## [Compito assegnato]
Ricopia senza alcuna modifica il tratto della conversazione su Joachim Schmid che va da "Osservatorio" fino a "storici sulla fotografia.".

## [Brano di testo]

Osservatorio

Una conversazione per Infinito con Roberta Valtorta* sul lavoro di Joachim Schmid.

*Roberta Valtorta (Milano, 1952), storico e critico della fotografia, è vicepresidente della Sisf (Società Italiana per lo studio della fotografia) e membro del comitato scientifico della rivista RSF. Ha curato il progetto Archivio dello spazio (Provincia di Milano), collaborato alla creazione degli archivi fotografici della Regione Lombardia, diretto la collana di libri Art& (Udine), progettato il Museo di fotografia contemporanea di Cinisello Balsamo (Milano) assumendone la direzione scientifica dal 2004 al 2015. Ha insegnato all’Università di Roma Tor Vergata, all’Uni-versità degli Studi di Udine, al Politecnico di Milano e dal 1984 insegna al Cfp Bauer di Milano. Ha al suo attivo molte mostre in Italia e in Europa e innumerevoli testi teorici e storici sulla fotografia.

 

In una società come quella attuale in cui la straordinaria proliferazione di immagini porta a un loro consumo sostenutissimo, che valore ha il lavoro di Joachim Schmid? In particolare, è un lavoro, il suo, atto a sospendere la produzione bulimica di immagini oppure è un tentativo di catalogazione dell’immaginale contemporaneo cui dovremmo guardare un po’ come una bussola del rosario immaginale attuale?

RV Joachim Schmid non è solo un artista intelligente e originale, ma anche un lucido teorico dell’immagine nei suoi utilizzi sociali (non solo infatti mette in pratica i suoi pensieri attraverso i suoi lavori, ma ha svolto anche una notevole attività di scrittura critica vera e propria). Il suo ampio lavoro, in corso da molti anni, rappresenta una riflessione ironica ed estrema sui comportamenti dell’uomo contemporaneo, completamente e continuamente immerso in ambienti mediali, nei riguardi delle immagini, rispetto alle quali non è solo consumatore ma anche e sempre di più produttore e, diciamo, distributore, spesso ossessivo. Una riflessione che è partita dalla fotografia analogica, con l’utilizzo di fotografie trovate nei mercatini, negli archivi, per la strada, per poi applicarsi anche all’immagine digitale e alla rete. Anche quando Schmid gioca a catalogare le immagini organizzandole in categorie o raccogliendole secondo criteri i più vari lo fa in modo ironico, talvolta scanzonato, ma sempre estremamente critico e riflessivo. In occasione delle celebrazioni dei centocinquanta anni della fotografia, nel 1989, ha scritto “Nessuna nuova fotografia finché le vecchie non siano state utilizzate!”, ma negli anni Duemila ha affermato “Per favore non smettete di fotografare”, così chiedendo ai milioni di persone produttrici di immagini di fornirgli sempre nuovi materiali per i suoi progetti.

## [Righe di dati]

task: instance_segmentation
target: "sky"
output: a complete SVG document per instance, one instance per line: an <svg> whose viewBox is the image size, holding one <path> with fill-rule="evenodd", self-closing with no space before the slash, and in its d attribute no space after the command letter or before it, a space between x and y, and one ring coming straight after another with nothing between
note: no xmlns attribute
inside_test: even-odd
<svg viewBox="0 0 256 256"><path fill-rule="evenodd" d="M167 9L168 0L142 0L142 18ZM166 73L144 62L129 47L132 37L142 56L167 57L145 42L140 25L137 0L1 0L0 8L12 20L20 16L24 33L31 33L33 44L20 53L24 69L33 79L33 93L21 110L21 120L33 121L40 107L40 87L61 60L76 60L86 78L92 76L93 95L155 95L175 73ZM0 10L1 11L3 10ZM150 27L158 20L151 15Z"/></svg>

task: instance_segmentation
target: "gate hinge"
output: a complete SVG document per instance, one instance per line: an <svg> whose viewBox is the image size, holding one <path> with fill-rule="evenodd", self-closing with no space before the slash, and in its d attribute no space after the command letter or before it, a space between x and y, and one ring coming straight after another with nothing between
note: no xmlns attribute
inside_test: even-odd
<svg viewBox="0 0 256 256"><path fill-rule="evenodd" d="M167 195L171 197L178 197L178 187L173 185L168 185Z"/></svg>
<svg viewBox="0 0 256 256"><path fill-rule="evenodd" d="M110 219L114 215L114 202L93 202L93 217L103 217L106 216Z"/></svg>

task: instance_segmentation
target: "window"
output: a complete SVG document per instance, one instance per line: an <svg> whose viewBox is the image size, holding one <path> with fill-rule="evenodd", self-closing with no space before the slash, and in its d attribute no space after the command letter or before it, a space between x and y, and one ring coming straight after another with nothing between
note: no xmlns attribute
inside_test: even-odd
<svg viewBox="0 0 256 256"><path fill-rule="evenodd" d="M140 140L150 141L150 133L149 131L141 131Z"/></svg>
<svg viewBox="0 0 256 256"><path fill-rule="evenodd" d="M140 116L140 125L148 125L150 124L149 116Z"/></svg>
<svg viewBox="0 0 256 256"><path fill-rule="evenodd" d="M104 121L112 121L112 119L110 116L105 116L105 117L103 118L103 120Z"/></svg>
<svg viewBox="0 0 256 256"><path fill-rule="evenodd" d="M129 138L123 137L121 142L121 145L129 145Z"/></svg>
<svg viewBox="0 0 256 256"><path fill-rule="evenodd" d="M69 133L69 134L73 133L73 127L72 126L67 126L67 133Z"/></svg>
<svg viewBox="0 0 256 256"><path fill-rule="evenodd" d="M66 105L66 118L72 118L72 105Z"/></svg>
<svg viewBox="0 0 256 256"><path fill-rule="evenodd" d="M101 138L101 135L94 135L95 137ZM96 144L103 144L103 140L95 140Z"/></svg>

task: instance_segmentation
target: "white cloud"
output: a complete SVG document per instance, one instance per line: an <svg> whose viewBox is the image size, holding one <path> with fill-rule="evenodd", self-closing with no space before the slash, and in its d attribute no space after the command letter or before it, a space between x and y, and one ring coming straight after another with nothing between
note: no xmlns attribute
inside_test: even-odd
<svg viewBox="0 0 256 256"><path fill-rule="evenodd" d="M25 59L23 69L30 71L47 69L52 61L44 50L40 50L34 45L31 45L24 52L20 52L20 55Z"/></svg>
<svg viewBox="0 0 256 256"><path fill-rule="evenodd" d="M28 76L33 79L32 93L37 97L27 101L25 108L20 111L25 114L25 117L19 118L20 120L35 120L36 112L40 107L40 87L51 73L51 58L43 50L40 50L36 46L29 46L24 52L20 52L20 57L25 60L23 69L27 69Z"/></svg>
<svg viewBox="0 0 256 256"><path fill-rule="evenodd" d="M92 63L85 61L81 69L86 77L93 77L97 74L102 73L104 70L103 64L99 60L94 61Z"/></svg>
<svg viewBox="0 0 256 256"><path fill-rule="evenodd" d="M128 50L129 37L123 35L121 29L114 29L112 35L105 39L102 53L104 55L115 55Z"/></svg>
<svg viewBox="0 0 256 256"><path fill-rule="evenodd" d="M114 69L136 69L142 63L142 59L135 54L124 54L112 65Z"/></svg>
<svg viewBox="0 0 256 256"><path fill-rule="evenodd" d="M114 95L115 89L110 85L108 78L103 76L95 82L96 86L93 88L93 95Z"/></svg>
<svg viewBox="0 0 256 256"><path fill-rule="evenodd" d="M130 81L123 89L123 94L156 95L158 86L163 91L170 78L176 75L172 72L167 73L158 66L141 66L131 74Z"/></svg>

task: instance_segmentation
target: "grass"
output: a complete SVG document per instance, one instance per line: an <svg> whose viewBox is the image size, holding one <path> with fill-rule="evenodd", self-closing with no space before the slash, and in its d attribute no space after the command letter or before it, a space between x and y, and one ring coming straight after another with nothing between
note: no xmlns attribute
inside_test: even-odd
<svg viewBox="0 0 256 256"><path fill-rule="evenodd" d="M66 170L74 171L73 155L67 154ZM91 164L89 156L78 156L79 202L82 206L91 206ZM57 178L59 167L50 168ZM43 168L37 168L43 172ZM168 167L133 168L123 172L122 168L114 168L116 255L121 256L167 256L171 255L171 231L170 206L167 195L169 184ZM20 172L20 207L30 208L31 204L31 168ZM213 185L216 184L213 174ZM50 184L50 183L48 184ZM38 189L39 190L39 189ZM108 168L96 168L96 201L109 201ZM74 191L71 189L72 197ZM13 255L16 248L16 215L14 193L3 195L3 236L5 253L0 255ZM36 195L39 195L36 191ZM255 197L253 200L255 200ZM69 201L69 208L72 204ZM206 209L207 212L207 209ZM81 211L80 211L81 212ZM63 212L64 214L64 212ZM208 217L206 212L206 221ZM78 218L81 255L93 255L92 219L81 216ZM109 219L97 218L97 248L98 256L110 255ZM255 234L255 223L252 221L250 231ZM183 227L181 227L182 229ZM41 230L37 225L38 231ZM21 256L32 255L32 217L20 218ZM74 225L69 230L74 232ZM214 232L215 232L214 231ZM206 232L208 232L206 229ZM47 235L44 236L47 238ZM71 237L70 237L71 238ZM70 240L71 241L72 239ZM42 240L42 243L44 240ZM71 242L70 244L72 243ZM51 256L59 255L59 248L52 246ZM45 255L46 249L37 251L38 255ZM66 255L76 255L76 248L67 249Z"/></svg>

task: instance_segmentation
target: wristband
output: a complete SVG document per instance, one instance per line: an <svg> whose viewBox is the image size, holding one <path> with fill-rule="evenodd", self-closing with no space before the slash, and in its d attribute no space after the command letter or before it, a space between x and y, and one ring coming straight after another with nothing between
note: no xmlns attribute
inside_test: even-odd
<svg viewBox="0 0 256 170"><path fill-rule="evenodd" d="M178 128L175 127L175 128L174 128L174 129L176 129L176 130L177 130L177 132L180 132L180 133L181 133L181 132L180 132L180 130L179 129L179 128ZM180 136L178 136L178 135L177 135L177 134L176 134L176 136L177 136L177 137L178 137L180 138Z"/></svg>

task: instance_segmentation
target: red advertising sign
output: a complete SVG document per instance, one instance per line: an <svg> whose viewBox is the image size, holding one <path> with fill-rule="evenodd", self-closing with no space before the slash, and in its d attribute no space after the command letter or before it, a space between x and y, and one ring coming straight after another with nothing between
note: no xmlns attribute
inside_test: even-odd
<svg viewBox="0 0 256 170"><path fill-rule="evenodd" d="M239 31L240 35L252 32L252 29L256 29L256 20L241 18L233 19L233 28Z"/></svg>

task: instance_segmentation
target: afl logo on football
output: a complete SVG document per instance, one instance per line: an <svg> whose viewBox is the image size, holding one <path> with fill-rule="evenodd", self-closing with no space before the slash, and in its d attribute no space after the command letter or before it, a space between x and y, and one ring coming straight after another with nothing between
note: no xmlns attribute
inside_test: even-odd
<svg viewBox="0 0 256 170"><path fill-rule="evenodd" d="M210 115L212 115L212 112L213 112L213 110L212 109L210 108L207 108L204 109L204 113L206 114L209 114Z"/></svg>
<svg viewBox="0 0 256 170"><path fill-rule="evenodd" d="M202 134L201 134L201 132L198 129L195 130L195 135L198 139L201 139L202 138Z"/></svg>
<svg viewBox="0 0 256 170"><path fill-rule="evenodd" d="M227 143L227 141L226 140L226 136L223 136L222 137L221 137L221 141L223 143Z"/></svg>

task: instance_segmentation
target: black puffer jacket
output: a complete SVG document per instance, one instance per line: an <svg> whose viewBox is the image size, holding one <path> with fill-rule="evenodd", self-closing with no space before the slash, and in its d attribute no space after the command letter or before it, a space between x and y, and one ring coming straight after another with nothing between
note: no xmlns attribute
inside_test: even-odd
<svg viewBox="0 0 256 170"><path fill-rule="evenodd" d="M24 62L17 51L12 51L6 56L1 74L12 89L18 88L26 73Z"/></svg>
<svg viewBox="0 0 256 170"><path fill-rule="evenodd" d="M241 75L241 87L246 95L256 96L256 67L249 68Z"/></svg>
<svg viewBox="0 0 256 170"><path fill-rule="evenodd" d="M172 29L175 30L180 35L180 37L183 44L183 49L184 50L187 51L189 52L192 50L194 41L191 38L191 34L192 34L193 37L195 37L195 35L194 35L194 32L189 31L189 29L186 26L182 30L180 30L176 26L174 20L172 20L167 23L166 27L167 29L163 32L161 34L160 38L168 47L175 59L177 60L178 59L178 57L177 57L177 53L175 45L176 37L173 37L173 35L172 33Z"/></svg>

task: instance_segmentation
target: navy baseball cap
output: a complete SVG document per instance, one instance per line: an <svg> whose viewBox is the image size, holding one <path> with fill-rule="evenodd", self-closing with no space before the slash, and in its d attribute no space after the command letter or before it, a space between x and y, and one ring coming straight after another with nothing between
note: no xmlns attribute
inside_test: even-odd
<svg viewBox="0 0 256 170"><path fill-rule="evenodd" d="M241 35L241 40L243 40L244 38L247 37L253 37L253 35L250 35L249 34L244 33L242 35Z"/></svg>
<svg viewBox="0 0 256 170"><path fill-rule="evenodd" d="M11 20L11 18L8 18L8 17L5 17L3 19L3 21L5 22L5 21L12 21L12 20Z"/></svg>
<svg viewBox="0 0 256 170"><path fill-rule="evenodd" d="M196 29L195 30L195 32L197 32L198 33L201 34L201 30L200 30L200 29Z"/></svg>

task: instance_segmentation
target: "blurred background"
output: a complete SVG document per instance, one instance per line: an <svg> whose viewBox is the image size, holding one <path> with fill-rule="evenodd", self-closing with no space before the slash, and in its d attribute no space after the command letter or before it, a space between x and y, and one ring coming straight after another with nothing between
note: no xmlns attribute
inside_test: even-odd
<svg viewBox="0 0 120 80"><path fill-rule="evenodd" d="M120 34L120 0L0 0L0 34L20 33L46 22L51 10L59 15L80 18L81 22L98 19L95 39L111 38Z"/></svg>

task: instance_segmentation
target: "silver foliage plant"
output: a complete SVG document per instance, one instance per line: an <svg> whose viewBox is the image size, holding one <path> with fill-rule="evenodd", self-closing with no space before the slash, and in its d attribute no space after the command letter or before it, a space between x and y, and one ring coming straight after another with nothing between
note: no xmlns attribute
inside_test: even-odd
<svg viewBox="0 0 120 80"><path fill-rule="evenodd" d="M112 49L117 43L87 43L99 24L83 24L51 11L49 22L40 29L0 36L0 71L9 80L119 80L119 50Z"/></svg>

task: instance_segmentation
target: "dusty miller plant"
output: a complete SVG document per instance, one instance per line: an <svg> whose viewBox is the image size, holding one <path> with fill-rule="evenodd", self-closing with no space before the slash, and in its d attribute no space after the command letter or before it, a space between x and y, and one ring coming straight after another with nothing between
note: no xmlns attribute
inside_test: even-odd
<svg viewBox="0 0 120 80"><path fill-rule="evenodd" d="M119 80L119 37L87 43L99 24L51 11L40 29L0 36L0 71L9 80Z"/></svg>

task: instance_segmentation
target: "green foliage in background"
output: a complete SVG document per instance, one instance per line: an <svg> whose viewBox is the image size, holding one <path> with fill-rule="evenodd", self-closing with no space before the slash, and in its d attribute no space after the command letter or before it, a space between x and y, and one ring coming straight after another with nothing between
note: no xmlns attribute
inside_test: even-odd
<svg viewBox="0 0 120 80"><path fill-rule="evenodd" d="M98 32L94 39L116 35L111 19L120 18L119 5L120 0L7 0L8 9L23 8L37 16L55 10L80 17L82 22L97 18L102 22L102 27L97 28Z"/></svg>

## [Risposta al compito]
Osservatorio

Una conversazione per Infinito con Roberta Valtorta* sul lavoro di Joachim Schmid.

*Roberta Valtorta (Milano, 1952), storico e critico della fotografia, è vicepresidente della Sisf (Società Italiana per lo studio della fotografia) e membro del comitato scientifico della rivista RSF. Ha curato il progetto Archivio dello spazio (Provincia di Milano), collaborato alla creazione degli archivi fotografici della Regione Lombardia, diretto la collana di libri Art& (Udine), progettato il Museo di fotografia contemporanea di Cinisello Balsamo (Milano) assumendone la direzione scientifica dal 2004 al 2015. Ha insegnato all’Università di Roma Tor Vergata, all’Uni-versità degli Studi di Udine, al Politecnico di Milano e dal 1984 insegna al Cfp Bauer di Milano. Ha al suo attivo molte mostre in Italia e in Europa e innumerevoli testi teorici e storici sulla fotografia.